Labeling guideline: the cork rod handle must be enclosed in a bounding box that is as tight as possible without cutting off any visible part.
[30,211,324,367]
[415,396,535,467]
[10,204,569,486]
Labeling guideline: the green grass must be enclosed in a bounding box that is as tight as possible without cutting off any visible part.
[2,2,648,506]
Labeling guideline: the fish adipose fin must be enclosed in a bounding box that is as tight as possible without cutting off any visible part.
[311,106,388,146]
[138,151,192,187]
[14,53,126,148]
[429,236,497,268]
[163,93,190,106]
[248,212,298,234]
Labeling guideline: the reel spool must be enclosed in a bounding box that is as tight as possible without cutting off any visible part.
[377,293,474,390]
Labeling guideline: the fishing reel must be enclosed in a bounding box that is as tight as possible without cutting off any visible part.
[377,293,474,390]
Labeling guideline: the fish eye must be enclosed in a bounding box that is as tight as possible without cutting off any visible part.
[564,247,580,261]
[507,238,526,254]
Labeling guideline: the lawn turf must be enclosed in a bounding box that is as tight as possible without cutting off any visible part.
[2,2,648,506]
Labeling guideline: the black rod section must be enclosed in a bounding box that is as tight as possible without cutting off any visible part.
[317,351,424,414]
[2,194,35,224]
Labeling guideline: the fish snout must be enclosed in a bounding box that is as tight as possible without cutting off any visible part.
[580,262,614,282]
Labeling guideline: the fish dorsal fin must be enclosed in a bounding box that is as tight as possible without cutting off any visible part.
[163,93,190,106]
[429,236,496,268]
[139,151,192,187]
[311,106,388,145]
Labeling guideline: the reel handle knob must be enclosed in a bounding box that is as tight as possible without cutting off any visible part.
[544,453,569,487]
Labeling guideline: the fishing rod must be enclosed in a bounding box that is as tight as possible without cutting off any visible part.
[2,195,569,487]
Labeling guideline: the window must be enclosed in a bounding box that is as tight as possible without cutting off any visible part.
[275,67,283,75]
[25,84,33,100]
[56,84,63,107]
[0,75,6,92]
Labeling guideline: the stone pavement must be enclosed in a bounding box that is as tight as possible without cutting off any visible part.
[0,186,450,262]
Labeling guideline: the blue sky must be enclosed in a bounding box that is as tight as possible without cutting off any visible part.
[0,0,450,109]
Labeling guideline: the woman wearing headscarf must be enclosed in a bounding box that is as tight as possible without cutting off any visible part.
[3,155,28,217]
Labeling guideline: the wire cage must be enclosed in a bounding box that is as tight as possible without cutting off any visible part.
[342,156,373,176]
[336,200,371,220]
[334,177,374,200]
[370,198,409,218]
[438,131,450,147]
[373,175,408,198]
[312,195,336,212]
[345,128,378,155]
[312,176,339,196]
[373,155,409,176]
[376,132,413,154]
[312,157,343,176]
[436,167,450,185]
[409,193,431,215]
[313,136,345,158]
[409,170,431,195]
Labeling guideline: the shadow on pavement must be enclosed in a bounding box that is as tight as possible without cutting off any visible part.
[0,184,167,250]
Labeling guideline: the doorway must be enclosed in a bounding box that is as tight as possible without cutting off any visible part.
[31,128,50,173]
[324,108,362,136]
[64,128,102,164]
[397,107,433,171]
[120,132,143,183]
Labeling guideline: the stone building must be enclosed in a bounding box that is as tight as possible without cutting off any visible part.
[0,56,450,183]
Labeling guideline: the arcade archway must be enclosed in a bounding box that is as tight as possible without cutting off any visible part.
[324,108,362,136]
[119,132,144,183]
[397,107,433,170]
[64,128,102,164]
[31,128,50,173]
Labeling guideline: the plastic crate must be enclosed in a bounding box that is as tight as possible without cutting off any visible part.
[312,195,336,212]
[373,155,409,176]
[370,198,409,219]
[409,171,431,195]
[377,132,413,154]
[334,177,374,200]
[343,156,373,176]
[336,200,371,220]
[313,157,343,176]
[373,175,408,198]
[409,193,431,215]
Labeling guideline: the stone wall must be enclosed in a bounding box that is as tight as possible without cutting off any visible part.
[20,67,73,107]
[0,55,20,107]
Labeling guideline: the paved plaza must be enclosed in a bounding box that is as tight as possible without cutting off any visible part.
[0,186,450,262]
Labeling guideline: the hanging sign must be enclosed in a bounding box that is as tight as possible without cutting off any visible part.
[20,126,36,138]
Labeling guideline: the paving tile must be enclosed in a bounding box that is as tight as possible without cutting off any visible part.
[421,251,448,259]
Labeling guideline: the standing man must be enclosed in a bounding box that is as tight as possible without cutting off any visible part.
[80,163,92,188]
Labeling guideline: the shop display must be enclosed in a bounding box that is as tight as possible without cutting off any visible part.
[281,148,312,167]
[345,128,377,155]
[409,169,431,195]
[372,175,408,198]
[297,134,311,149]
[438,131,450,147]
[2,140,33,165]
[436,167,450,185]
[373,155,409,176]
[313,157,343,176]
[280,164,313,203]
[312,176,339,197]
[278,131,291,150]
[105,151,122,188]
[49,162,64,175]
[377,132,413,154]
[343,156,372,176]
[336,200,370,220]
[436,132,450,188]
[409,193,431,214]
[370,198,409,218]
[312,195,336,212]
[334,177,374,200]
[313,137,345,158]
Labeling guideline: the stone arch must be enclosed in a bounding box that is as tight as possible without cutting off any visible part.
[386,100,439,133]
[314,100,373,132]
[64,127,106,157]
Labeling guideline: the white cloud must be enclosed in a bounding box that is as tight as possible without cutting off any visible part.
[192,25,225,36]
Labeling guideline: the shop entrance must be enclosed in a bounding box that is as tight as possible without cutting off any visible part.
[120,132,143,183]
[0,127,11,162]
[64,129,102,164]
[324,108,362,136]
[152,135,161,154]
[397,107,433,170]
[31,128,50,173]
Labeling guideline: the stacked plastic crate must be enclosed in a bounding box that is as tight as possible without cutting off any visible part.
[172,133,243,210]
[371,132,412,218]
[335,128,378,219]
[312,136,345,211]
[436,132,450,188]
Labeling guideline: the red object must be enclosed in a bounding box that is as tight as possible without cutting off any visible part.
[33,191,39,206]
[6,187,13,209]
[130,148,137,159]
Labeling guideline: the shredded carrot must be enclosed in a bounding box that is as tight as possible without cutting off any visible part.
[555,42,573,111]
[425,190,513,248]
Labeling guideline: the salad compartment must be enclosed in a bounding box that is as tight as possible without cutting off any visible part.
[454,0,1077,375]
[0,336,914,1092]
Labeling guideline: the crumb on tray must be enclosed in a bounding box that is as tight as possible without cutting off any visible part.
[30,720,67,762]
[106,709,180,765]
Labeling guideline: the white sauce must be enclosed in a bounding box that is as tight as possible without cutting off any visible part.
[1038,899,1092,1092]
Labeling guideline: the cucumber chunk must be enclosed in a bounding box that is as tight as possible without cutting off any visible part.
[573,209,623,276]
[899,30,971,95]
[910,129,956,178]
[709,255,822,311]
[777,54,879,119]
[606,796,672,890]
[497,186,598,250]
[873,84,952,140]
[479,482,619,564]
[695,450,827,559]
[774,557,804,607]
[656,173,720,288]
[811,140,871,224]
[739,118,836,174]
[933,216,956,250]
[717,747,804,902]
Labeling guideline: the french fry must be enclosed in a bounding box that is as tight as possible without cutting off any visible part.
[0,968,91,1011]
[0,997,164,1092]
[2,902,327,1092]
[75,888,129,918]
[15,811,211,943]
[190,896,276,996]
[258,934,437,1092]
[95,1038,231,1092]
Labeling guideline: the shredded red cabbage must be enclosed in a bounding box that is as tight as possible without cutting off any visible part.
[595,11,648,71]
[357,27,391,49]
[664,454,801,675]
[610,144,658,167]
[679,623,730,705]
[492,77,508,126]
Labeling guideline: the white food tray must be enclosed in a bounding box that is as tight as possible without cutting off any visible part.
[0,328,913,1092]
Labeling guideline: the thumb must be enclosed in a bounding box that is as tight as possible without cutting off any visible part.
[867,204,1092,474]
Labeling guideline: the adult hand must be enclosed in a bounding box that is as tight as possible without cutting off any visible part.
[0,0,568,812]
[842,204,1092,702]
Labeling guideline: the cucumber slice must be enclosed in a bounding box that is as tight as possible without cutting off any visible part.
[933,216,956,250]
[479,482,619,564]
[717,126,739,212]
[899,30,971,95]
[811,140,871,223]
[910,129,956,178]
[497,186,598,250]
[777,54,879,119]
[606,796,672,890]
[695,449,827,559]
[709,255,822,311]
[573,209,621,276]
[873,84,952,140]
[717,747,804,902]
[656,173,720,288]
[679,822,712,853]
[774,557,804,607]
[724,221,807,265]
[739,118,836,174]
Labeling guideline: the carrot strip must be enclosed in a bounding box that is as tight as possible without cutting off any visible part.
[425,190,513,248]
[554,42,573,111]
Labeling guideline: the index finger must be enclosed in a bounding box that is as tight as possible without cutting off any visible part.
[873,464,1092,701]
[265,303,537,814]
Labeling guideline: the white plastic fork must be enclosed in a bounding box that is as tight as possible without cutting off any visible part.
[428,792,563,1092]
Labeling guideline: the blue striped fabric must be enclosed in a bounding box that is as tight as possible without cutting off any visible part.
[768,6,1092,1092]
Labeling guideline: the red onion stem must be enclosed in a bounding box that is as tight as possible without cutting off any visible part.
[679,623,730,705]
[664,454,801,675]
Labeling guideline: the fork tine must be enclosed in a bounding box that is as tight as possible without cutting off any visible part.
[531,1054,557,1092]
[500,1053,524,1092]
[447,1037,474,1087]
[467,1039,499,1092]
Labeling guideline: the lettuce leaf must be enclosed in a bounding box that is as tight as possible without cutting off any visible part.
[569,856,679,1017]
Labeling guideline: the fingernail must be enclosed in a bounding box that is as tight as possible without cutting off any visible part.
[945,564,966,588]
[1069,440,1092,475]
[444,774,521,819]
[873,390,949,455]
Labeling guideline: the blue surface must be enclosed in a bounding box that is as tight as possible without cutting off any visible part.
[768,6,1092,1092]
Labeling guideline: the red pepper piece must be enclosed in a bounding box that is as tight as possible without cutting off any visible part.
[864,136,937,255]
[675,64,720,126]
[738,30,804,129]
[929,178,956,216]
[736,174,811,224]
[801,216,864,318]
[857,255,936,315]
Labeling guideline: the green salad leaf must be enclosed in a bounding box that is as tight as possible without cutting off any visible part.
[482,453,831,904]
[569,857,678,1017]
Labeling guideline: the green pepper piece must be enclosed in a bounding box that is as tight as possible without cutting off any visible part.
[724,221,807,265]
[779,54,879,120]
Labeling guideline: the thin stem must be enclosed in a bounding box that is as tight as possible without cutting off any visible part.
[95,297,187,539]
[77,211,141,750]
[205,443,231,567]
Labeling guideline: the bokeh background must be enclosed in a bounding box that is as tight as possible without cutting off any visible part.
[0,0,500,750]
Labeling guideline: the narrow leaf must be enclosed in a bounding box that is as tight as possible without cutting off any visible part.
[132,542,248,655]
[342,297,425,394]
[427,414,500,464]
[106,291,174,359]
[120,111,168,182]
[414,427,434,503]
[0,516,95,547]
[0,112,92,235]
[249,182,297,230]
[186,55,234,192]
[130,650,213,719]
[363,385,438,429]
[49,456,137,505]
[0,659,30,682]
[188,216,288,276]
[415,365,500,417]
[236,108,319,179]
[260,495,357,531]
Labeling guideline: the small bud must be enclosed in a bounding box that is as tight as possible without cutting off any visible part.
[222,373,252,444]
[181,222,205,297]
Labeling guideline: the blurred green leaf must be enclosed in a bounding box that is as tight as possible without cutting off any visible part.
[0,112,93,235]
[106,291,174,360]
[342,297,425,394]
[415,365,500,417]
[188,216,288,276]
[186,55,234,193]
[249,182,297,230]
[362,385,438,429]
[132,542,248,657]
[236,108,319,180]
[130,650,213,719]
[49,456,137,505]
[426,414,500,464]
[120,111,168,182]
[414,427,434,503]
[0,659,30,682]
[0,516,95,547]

**STATED EXERCISE**: Replace "Labeling guideline" with "Annotation rule" in everything from the beginning of the data down to the line containing "[2,195,569,487]", and write those lines out again with nothing else altered.

**PROBLEM SOLUTION**:
Annotation rule: the cork rod handle must be enclosed in a bounding box that is as tight as possible without cutting off any visible part.
[30,211,324,367]
[415,396,535,467]
[10,204,569,486]
Annotation rule: the green grass must be enclosed in a bounding box that is as tight as possible without cutting off any visible part.
[2,2,648,506]
Annotation rule: the fish adipose fin must be enclosed in a bounding box that is as tight as possible without cutting off any visible part.
[311,106,388,146]
[138,151,192,187]
[14,53,126,148]
[429,236,497,268]
[163,93,190,106]
[248,212,298,234]
Annotation rule: the reel spool must be enclosed in a bounding box that is as tight as possible without cutting off any visible part.
[377,293,474,390]
Annotation rule: the fishing reel must be enclosed in a bounding box that is as tight as possible without cutting off any visible part.
[377,293,474,390]
Annotation rule: the fish eye must be enclosed in a bounding box that is as tight as possible without cutting off any visible part.
[564,247,580,261]
[507,238,526,254]
Annotation rule: the lawn turf must be enclosed in a bounding box that is as tight as possible without cutting off any visible part.
[2,2,648,506]
Annotation rule: the black rod section must be enclosed in a bounding box that is as tight as possible without cutting off any visible part.
[317,351,424,414]
[2,194,35,224]
Annotation rule: the fish snout must be enclosed in a bounding box that is as tight as possible without cutting off any visible part.
[580,262,614,282]
Annotation rule: the fish dorsal fin must be enclosed in a bounding box that is as tight as possible without cutting off any visible part.
[163,93,190,106]
[429,236,496,268]
[139,151,192,187]
[311,106,388,145]
Annotation rule: the reel handle knob must be enclosed in a bounding box that is as tight as possible without cutting off any visible part.
[544,453,569,487]
Annotation rule: the fishing rod must be enclosed in a bounding box that is as tight as possible without cutting off any visible part.
[2,195,569,487]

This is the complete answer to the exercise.